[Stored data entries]
'''

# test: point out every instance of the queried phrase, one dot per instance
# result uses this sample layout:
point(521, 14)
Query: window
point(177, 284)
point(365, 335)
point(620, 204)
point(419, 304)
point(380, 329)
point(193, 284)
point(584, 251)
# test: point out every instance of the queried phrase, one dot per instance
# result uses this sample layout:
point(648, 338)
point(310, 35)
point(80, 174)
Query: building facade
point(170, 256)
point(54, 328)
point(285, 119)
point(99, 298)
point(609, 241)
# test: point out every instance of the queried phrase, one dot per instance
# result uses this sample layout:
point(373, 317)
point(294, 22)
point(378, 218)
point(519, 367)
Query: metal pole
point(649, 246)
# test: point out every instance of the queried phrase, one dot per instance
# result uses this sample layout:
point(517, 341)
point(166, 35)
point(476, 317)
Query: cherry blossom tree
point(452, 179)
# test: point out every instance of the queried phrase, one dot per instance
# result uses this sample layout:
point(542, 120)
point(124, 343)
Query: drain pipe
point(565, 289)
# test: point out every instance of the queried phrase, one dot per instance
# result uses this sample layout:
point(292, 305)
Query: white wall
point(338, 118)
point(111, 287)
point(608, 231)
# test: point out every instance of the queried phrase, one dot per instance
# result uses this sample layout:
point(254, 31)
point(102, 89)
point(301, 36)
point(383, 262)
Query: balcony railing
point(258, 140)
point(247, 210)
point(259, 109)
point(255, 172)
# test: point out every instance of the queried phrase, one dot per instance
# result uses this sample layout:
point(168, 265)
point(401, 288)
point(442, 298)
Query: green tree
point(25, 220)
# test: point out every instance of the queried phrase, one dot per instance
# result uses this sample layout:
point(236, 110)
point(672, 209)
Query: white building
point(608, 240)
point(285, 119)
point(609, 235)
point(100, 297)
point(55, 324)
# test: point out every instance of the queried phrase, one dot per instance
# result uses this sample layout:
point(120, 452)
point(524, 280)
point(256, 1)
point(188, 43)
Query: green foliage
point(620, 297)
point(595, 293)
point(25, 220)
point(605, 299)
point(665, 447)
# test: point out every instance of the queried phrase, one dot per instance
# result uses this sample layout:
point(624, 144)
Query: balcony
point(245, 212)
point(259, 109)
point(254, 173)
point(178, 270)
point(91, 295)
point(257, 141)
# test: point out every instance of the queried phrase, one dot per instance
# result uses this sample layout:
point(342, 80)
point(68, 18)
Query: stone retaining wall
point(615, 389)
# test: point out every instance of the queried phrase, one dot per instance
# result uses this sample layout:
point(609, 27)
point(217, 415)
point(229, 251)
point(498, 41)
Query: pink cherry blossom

'''

## THE PROBLEM
Can you convert the lines above into a JSON list of strings, with one string per line and blank lines omitted?

## PROBLEM SOLUTION
[
  "# test: point out every instance of the queried phrase, one dot per instance",
  "# result uses this sample layout:",
  "point(521, 14)",
  "Query: window",
  "point(177, 284)",
  "point(365, 335)",
  "point(620, 204)",
  "point(419, 304)",
  "point(380, 329)",
  "point(193, 284)",
  "point(584, 251)",
  "# test: point out every instance of the queried phrase, one dot per instance",
  "# result uses this sample layout:",
  "point(648, 338)",
  "point(310, 35)",
  "point(80, 174)",
  "Query: building facade",
  "point(170, 256)",
  "point(54, 328)",
  "point(285, 119)",
  "point(99, 298)",
  "point(609, 241)",
  "# test: point out every instance of the queried phrase, one dot per instance",
  "# result uses this sample layout:",
  "point(373, 317)",
  "point(294, 22)",
  "point(378, 218)",
  "point(519, 367)",
  "Query: metal pole",
  "point(649, 246)",
  "# test: point out every instance of the queried phrase, one dot per instance",
  "# result uses this sample layout:",
  "point(517, 341)",
  "point(166, 35)",
  "point(476, 317)",
  "Query: cherry blossom tree",
  "point(452, 179)",
  "# test: point out every instance of the queried phrase, one dot per instance",
  "# result uses this sample layout:",
  "point(542, 120)",
  "point(124, 343)",
  "Query: drain pipe",
  "point(565, 289)",
  "# test: point out every instance of the queried phrase, one dot per instance",
  "# result uses this sample layout:",
  "point(292, 305)",
  "Query: white wall",
  "point(338, 118)",
  "point(111, 287)",
  "point(608, 231)",
  "# test: point out every instance of the queried phrase, one dot per instance",
  "# result uses this sample layout:",
  "point(254, 31)",
  "point(102, 89)",
  "point(301, 36)",
  "point(383, 262)",
  "Query: balcony railing",
  "point(258, 140)",
  "point(247, 210)",
  "point(259, 109)",
  "point(255, 172)",
  "# test: point out every instance of the queried phrase, one dot per instance",
  "# result uses this sample layout:",
  "point(168, 265)",
  "point(401, 288)",
  "point(442, 298)",
  "Query: green tree",
  "point(25, 220)",
  "# test: point out every instance of the queried phrase, one dot per instance",
  "# result uses this sample layout:",
  "point(236, 110)",
  "point(672, 209)",
  "Query: white building",
  "point(608, 240)",
  "point(285, 119)",
  "point(609, 235)",
  "point(100, 297)",
  "point(55, 324)",
  "# test: point out every instance of the queried phrase, one dot per instance",
  "# result uses this sample layout:",
  "point(120, 452)",
  "point(524, 280)",
  "point(256, 1)",
  "point(188, 43)",
  "Query: green foliage",
  "point(620, 297)",
  "point(595, 293)",
  "point(25, 220)",
  "point(605, 299)",
  "point(665, 447)",
  "# test: point out every instance of the queried phrase, one dot per instance",
  "# result uses this sample layout:",
  "point(624, 144)",
  "Query: balcony",
  "point(245, 212)",
  "point(259, 109)",
  "point(254, 173)",
  "point(178, 270)",
  "point(91, 295)",
  "point(257, 141)",
  "# test: point out every instance of the queried phrase, one dot per instance",
  "# result uses this sample layout:",
  "point(342, 80)",
  "point(68, 18)",
  "Query: stone retaining wall",
  "point(615, 389)",
  "# test: point out every instance of the queried phrase, one dot per instance",
  "# result uses this sample layout:",
  "point(609, 27)",
  "point(217, 415)",
  "point(229, 251)",
  "point(498, 41)",
  "Query: pink cherry blossom"
]